— Start ENTRIES SUPPLIED —

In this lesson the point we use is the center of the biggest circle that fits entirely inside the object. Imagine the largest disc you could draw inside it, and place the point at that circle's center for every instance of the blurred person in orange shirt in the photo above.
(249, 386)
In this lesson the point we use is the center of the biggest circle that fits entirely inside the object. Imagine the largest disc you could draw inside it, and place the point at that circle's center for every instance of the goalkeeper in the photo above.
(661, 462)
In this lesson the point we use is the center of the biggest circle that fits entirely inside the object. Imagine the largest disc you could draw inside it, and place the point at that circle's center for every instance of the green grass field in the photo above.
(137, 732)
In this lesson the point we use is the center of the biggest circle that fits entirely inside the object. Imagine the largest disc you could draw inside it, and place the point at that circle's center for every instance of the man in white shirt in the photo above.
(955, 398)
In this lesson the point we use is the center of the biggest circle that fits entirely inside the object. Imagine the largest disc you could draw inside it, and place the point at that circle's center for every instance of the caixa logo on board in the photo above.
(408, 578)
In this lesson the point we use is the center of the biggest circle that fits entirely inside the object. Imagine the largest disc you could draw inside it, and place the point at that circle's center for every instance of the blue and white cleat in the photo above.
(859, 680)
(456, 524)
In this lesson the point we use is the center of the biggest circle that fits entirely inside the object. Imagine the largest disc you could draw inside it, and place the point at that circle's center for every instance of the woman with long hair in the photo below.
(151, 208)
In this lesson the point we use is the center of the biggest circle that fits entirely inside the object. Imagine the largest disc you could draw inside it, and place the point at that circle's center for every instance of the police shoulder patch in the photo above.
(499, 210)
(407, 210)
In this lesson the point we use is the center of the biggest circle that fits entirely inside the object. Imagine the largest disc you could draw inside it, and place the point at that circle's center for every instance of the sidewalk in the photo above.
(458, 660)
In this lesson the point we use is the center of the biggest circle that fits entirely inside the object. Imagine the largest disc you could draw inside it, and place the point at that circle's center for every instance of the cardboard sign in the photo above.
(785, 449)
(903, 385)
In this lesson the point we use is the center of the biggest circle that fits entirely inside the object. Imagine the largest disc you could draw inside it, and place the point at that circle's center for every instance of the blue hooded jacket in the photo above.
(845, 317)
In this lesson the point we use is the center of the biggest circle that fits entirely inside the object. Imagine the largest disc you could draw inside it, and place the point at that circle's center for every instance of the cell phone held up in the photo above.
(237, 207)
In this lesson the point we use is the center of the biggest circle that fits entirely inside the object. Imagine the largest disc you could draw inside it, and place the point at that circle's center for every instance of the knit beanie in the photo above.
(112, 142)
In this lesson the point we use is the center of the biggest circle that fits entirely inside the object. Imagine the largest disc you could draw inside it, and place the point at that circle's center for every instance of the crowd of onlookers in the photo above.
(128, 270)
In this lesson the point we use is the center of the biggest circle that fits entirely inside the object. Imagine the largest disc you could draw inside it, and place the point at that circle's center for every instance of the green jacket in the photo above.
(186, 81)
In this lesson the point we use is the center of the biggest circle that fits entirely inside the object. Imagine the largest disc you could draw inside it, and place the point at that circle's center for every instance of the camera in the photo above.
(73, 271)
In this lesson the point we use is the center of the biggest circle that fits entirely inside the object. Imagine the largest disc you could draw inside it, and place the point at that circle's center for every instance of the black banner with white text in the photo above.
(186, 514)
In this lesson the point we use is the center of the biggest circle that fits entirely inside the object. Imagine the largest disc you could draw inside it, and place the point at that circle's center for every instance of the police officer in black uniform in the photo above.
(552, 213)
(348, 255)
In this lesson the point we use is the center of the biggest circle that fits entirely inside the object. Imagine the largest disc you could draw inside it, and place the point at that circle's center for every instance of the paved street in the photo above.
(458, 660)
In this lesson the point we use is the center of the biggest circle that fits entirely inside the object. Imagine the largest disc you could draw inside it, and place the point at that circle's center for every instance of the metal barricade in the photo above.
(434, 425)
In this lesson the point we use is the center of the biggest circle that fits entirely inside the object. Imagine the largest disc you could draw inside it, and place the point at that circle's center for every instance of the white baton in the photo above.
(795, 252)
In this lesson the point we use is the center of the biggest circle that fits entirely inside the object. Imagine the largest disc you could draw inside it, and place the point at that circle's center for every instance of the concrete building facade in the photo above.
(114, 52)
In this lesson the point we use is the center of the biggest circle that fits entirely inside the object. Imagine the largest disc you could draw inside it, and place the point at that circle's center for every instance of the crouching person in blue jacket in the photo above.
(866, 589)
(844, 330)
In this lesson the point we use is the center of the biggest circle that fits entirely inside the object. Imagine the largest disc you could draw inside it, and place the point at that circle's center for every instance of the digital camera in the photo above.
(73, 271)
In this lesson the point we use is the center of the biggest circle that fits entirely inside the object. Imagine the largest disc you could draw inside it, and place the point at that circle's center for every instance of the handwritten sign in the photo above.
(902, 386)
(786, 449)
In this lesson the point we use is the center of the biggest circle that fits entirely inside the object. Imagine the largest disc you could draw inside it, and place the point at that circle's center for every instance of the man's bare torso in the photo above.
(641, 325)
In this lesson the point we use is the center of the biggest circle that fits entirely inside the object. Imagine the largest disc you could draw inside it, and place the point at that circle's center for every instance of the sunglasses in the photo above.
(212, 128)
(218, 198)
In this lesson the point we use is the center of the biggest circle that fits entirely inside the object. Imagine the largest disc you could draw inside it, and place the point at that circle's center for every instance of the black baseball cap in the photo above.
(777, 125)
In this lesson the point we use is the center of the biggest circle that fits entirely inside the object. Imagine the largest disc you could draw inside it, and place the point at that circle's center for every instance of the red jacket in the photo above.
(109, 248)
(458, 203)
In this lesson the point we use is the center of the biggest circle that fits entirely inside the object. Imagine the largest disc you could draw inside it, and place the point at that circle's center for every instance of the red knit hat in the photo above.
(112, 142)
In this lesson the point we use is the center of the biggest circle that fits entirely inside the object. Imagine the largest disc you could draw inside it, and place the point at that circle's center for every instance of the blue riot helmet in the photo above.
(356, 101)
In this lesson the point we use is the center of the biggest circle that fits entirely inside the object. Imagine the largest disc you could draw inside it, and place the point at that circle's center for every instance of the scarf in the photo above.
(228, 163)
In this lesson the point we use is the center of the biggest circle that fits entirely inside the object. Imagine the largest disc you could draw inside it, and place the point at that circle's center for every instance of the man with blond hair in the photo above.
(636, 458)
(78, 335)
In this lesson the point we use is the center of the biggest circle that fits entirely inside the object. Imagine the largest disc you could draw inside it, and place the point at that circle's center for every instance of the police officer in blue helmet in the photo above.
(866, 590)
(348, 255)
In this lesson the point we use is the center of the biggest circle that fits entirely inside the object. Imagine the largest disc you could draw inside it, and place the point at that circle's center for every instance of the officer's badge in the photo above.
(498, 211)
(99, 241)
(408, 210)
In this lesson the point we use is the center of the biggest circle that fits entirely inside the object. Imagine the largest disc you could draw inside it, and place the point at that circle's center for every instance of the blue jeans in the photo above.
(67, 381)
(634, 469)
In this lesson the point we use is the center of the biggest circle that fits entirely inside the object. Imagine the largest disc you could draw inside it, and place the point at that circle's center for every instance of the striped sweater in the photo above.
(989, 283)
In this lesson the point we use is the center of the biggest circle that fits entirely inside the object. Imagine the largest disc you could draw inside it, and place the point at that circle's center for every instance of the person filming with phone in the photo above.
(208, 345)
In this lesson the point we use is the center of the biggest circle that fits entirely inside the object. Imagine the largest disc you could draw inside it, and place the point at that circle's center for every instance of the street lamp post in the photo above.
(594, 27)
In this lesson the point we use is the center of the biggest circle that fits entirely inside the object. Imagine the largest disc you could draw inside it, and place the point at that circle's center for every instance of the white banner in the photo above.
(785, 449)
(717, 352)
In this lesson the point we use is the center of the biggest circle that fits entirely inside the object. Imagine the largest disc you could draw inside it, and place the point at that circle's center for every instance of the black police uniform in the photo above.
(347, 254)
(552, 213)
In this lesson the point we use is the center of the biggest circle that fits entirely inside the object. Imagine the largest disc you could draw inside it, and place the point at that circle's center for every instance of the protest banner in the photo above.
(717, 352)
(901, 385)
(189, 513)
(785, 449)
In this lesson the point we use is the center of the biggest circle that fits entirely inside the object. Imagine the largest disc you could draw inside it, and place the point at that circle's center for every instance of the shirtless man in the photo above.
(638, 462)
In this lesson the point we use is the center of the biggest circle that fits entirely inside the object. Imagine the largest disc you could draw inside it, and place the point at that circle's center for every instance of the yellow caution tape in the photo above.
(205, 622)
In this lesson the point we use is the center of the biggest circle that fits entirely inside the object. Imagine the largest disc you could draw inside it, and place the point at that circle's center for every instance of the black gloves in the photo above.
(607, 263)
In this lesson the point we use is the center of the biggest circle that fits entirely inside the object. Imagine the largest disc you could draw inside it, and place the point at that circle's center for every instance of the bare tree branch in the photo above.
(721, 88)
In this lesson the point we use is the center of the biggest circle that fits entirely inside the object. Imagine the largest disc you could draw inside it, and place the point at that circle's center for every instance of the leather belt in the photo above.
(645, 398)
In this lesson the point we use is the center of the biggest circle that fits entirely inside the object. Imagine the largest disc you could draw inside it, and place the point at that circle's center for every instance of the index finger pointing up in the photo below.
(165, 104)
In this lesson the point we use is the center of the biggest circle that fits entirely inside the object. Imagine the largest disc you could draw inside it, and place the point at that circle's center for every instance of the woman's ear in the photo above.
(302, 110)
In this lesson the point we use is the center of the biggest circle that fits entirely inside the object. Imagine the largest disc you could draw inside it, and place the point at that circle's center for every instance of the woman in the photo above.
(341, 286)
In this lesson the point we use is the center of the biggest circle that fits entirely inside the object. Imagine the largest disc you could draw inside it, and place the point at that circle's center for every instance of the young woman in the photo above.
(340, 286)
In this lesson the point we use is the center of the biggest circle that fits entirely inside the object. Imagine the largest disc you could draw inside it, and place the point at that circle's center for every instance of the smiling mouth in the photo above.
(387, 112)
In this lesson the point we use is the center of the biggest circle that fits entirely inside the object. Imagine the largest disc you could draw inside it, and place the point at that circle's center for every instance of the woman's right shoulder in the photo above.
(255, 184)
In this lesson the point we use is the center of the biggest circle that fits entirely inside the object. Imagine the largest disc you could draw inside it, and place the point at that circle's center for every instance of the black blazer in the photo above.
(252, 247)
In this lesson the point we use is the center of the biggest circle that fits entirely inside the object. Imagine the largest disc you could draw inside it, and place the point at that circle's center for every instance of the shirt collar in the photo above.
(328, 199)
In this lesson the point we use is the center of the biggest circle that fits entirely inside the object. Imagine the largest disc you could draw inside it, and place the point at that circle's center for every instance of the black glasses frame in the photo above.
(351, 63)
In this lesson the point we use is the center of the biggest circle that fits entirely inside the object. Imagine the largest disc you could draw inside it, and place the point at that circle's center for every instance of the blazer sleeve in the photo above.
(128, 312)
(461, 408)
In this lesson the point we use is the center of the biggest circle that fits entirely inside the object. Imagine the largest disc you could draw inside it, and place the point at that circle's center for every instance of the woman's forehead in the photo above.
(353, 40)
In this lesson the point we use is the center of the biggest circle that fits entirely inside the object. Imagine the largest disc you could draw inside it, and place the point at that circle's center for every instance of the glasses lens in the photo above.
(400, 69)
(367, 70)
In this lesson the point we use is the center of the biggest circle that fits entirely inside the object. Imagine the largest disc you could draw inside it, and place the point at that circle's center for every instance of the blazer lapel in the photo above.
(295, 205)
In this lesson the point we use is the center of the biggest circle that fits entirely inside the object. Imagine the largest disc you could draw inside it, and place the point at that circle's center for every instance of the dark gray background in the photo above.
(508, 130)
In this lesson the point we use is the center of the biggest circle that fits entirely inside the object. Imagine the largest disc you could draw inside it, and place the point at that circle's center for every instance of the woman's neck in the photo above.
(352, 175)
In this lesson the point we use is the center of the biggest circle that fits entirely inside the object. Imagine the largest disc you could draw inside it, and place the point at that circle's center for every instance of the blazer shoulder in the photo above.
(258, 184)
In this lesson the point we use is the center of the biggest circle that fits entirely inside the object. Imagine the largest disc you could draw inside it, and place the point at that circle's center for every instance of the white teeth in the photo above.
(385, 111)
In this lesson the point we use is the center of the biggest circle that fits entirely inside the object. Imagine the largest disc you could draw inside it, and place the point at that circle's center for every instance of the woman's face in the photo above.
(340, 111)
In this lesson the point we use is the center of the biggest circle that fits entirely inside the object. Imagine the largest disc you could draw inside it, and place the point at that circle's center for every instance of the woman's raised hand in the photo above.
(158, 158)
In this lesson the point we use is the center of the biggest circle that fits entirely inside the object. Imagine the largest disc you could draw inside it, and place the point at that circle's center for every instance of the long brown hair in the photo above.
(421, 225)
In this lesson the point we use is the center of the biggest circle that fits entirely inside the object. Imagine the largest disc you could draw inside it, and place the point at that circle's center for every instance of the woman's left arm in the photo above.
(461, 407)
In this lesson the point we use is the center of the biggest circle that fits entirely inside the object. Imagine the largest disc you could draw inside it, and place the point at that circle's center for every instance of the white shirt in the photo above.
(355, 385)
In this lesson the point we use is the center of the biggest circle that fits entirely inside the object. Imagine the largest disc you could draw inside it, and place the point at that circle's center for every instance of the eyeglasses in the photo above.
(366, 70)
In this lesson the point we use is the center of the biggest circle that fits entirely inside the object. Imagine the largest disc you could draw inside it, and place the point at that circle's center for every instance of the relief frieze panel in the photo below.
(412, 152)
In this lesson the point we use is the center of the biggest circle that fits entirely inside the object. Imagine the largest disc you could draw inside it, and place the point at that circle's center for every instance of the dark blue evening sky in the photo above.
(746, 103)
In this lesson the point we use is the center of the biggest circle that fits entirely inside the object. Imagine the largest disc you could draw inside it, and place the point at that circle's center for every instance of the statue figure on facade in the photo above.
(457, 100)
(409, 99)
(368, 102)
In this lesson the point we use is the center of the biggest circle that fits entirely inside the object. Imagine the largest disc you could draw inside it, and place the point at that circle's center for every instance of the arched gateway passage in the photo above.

— End ENTRIES SUPPLIED —

Copy the rows word for word, starting with the line that contains "the white shirt in the photo above." and ending with the last line of the rows.

In this lesson the point we use is the center of the biggest circle that fits entirely inside the object. Imagine the largest disc you could draw inside it, and place the point at that circle's center for every instance of the white shirt in the photo above.
(355, 385)
In this lesson the point we use is the center of the biggest circle that fits entirely inside the object. Imagine the largest disc you could draw inside it, and place the point at that circle's center for every instance of the eyeglasses in the photo above.
(366, 70)
In this lesson the point we use is the center of the biggest circle that fits entirely inside the object. Imagine the largest disc you could draw inside it, and place the point at that circle's center for every instance of the relief frieze panel in the photo below.
(412, 152)
In this lesson the point we use is the center of the biggest circle that fits entirely inside the object. Imagine the largest disc you could draw inside it, and place the point at that circle's center for every instance of the dark blue evening sky in the photo above.
(746, 103)
In this lesson the point we use is the center of the biggest circle that fits entirely inside the object. Imagine the largest disc you could draw inside it, and place the point at that circle's center for every instance of the statue figure on facade in the photo above.
(457, 100)
(409, 99)
(368, 102)
In this lesson the point we use is the center of the biggest circle that fits entirely inside the object. Imagine the largest disc you could draw inside it, and place the point at that circle's center for every instance of the arched gateway passage in the photo above.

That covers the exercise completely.